**DATA FOR PROCESSING**
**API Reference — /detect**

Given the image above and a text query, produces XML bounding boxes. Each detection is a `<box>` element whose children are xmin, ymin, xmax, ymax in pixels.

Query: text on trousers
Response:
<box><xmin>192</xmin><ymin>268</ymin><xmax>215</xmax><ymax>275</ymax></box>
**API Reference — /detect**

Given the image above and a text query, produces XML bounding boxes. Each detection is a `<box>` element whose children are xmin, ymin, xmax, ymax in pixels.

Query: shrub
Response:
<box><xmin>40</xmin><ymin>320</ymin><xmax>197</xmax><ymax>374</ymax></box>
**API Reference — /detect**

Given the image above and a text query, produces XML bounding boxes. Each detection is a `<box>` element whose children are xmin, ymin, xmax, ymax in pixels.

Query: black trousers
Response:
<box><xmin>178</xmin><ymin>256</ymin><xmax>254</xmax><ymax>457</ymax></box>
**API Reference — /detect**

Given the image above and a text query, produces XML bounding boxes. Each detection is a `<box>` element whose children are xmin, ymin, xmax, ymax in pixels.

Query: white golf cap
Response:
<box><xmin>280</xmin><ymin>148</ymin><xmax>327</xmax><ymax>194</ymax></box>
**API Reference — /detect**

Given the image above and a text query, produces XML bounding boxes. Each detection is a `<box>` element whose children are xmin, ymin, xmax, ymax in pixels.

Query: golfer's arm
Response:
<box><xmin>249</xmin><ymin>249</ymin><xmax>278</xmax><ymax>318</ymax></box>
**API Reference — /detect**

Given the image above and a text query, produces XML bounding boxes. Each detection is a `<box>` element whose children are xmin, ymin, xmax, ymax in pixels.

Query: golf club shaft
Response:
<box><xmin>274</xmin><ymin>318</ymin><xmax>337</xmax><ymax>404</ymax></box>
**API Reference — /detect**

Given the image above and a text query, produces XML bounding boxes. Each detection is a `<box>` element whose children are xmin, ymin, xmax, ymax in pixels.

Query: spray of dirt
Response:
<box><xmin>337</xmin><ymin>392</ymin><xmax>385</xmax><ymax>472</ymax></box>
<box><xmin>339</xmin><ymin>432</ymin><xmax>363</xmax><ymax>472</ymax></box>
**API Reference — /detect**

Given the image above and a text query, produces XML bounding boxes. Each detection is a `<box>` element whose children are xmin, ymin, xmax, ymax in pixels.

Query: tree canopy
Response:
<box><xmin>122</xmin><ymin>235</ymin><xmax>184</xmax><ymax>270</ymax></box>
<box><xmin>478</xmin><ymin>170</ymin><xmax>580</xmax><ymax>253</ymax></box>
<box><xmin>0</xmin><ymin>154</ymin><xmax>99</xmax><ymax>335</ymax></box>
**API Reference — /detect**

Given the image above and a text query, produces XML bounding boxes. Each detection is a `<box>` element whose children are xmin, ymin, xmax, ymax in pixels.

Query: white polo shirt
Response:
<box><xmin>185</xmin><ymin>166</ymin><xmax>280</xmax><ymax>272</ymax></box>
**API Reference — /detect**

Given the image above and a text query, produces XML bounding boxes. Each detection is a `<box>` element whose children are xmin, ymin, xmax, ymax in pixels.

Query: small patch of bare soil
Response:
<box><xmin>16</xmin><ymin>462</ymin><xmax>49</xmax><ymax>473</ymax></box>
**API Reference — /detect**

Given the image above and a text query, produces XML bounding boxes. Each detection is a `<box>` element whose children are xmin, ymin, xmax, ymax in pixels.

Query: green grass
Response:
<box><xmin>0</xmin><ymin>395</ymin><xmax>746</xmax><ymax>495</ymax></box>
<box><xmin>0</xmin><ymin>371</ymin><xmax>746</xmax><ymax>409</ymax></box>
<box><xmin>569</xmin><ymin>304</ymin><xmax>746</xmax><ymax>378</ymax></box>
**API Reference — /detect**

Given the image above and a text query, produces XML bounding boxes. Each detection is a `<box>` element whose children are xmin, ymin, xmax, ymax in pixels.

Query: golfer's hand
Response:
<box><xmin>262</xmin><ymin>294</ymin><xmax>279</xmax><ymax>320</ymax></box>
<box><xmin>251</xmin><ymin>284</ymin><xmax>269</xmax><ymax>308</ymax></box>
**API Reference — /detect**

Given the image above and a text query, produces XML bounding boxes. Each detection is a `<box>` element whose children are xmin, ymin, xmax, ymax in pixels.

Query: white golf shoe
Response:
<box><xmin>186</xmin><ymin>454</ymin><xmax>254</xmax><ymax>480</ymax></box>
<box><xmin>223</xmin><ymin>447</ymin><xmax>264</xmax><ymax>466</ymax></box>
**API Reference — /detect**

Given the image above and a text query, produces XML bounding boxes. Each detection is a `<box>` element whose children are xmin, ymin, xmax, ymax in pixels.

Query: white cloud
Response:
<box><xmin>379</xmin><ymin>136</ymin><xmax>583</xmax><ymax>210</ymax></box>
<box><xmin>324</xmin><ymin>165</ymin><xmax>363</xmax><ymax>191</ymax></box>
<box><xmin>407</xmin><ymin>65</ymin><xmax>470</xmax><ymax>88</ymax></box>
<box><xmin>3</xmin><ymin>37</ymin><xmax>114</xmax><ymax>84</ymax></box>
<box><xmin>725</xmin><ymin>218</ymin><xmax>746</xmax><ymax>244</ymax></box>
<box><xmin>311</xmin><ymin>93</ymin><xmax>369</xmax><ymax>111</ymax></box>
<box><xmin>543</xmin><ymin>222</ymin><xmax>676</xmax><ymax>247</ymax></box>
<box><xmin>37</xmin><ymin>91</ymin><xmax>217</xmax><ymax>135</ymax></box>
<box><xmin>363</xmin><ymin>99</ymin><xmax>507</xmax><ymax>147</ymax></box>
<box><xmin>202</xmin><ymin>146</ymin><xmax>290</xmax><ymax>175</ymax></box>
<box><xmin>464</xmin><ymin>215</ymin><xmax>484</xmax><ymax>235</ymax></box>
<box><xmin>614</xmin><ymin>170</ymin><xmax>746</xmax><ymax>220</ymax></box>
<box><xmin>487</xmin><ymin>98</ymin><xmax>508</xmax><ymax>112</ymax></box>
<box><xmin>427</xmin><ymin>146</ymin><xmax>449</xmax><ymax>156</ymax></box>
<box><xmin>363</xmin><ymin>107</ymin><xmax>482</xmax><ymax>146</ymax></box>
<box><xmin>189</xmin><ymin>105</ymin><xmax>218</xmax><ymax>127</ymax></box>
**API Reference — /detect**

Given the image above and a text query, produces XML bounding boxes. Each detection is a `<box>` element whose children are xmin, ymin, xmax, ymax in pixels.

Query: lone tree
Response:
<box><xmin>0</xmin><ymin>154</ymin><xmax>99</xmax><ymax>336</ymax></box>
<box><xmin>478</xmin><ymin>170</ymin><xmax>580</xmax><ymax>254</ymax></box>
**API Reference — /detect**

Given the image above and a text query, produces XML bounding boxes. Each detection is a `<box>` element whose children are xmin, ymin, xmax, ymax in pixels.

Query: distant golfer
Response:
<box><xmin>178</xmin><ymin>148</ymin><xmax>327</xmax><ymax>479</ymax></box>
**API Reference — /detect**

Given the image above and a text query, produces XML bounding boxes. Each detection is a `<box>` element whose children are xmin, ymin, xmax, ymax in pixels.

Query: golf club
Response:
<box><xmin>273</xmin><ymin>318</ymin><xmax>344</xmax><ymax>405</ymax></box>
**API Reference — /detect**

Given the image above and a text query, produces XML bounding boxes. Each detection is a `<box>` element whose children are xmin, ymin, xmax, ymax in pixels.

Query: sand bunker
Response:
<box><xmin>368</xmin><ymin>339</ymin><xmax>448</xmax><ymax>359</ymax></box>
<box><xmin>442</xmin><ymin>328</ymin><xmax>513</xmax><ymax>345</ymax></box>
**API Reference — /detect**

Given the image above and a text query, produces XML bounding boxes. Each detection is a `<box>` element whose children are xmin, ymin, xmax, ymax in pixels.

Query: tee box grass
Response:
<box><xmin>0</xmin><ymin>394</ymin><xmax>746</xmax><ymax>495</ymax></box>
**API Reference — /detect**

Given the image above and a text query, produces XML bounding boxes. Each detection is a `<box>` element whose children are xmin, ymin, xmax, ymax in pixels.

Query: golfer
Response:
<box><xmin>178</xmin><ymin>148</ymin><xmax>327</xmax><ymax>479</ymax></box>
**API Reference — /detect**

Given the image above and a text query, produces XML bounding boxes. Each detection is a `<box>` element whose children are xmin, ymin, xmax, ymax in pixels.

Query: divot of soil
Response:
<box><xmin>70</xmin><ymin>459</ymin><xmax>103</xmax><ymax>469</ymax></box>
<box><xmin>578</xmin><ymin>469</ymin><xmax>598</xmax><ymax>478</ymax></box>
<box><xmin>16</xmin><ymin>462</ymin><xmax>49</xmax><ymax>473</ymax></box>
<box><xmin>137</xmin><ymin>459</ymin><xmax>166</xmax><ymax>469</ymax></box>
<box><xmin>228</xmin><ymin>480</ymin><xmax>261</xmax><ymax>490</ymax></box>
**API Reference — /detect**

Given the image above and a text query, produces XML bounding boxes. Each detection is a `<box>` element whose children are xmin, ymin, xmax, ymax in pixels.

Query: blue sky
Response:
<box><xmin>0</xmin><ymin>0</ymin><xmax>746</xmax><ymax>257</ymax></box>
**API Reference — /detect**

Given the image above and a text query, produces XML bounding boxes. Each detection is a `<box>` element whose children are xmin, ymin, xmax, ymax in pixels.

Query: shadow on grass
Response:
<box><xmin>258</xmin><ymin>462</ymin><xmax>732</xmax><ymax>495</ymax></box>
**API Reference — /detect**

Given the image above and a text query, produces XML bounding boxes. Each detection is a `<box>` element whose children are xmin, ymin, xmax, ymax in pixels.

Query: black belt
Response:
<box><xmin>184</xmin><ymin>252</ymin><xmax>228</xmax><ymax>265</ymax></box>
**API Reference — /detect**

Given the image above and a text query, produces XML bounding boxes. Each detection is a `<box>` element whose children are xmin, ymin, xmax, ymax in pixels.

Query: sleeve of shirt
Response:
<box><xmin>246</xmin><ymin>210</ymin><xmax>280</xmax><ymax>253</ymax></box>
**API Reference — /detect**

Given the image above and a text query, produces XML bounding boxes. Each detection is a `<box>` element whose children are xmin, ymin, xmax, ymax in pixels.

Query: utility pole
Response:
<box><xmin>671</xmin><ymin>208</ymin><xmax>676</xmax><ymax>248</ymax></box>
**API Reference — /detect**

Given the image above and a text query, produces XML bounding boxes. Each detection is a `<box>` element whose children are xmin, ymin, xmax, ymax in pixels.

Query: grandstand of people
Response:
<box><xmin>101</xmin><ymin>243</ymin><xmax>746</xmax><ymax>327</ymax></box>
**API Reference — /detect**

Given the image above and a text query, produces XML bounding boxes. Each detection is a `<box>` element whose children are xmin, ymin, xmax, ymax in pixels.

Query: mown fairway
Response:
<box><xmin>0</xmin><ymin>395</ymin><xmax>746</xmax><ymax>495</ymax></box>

**DESCRIPTION OF THE TASK**
Return each line from the entries above that contains the word "white".

**RESPONSE**
Query: white golf cap
Query: white polo shirt
Query: white golf shoe
Query: white cloud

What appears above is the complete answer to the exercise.